> _BRIEF_:
Render every line of the entries below as a Markdown table with the columns Row and Line, numbering each row and leaving out blank lines. Leave the pictures out of the table.
--------------------
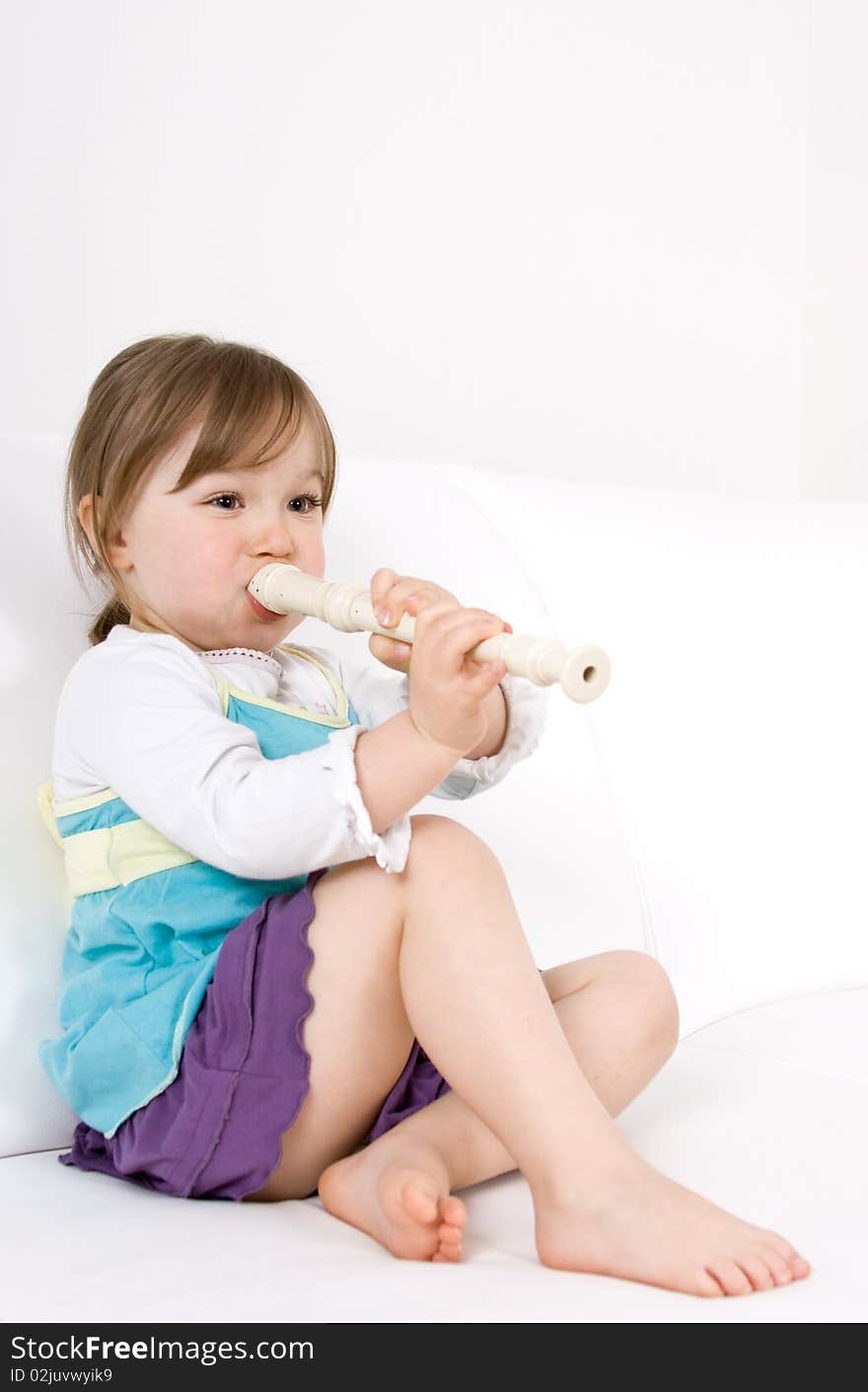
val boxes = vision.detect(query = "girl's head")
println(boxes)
[65,334,335,651]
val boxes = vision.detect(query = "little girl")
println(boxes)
[38,334,810,1296]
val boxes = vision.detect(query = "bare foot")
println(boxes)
[318,1142,468,1261]
[535,1157,811,1296]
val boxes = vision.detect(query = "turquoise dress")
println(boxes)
[37,644,359,1137]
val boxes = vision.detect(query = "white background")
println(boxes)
[0,0,868,500]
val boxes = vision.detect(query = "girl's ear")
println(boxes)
[78,492,126,569]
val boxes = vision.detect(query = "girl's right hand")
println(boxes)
[407,603,506,759]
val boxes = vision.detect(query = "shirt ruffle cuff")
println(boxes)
[402,673,548,788]
[450,673,548,786]
[323,725,411,874]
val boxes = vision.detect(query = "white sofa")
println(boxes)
[0,433,868,1322]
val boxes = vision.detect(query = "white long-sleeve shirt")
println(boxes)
[51,623,548,880]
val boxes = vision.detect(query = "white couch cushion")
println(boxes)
[0,991,868,1325]
[454,468,868,1033]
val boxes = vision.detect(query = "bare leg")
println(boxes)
[319,833,810,1296]
[320,951,678,1261]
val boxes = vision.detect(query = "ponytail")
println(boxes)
[88,594,129,647]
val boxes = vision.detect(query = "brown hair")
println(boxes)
[64,334,336,646]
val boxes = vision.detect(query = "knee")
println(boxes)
[407,813,499,873]
[616,949,681,1051]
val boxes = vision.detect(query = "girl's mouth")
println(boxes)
[245,590,281,621]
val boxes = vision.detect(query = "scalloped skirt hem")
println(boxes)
[57,868,450,1202]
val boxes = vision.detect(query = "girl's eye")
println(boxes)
[209,492,323,516]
--------------------
> _FULL RESPONSE_:
| Row | Line |
|---|---|
| 1 | val boxes = vision.detect(query = "girl's head") |
| 2 | println(boxes) |
| 3 | [65,334,335,651] |
| 4 | val boxes = vision.detect(query = "little girl") |
| 5 | println(boxes) |
| 6 | [38,334,810,1296] |
| 7 | val boxes = vision.detect(query = "bare foot") |
| 8 | println(boxes) |
| 9 | [318,1142,468,1261] |
| 10 | [535,1157,811,1296] |
| 11 | val boxes = vision.detect(query = "turquoise dress") |
| 12 | println(boxes) |
| 13 | [37,644,359,1137] |
| 14 | val boxes = vision.detect(query = "white background") |
| 15 | println(boxes) |
| 16 | [0,0,868,500] |
| 17 | val boxes = vision.detect(query = "girl's ear") |
| 18 | println(boxes) |
| 19 | [78,492,126,569] |
| 20 | val boxes = vision.detect(query = "girl's right hand") |
| 21 | println(boxes) |
| 22 | [407,603,506,759] |
| 23 | val boxes = vision.detect(query = "shirt ruffle cuff") |
| 24 | println(boxes) |
| 25 | [402,673,548,788] |
| 26 | [450,673,548,786] |
| 27 | [323,725,411,874] |
| 28 | val boxes = vision.detect(query = "white sofa") |
| 29 | println(boxes) |
| 30 | [0,433,868,1322] |
| 31 | val boxes = vision.detect(query = "white long-sleeve shirt") |
| 32 | println(boxes) |
| 33 | [51,623,548,880] |
| 34 | val boxes = vision.detect(query = "white couch cushion") |
| 35 | println(boxes) |
| 36 | [0,991,868,1325] |
| 37 | [454,468,868,1033] |
| 38 | val boxes = vision.detect(query = "bare leg") |
| 39 | println(boxes) |
| 40 | [319,833,810,1296] |
| 41 | [320,951,678,1261] |
| 42 | val boxes = vision.detect(query = "ponytail") |
| 43 | println(boxes) |
| 44 | [88,594,129,647] |
| 45 | val boxes = vision.detect(query = "brown hair") |
| 46 | println(boxes) |
| 47 | [64,334,336,646] |
| 48 | val boxes = vision.detect(query = "knee") |
| 49 | println(boxes) |
| 50 | [407,813,499,873] |
| 51 | [616,949,681,1051] |
| 52 | val boxes = vision.detect(query = "girl's mouth") |
| 53 | println(boxes) |
| 54 | [245,590,281,621] |
| 55 | val boxes = vision.detect(query = "scalloped skirt hem") |
| 56 | println(boxes) |
| 57 | [57,868,450,1202] |
| 58 | val boxes = vision.detect(query = "girl's eye") |
| 59 | println(boxes) |
| 60 | [209,492,323,516] |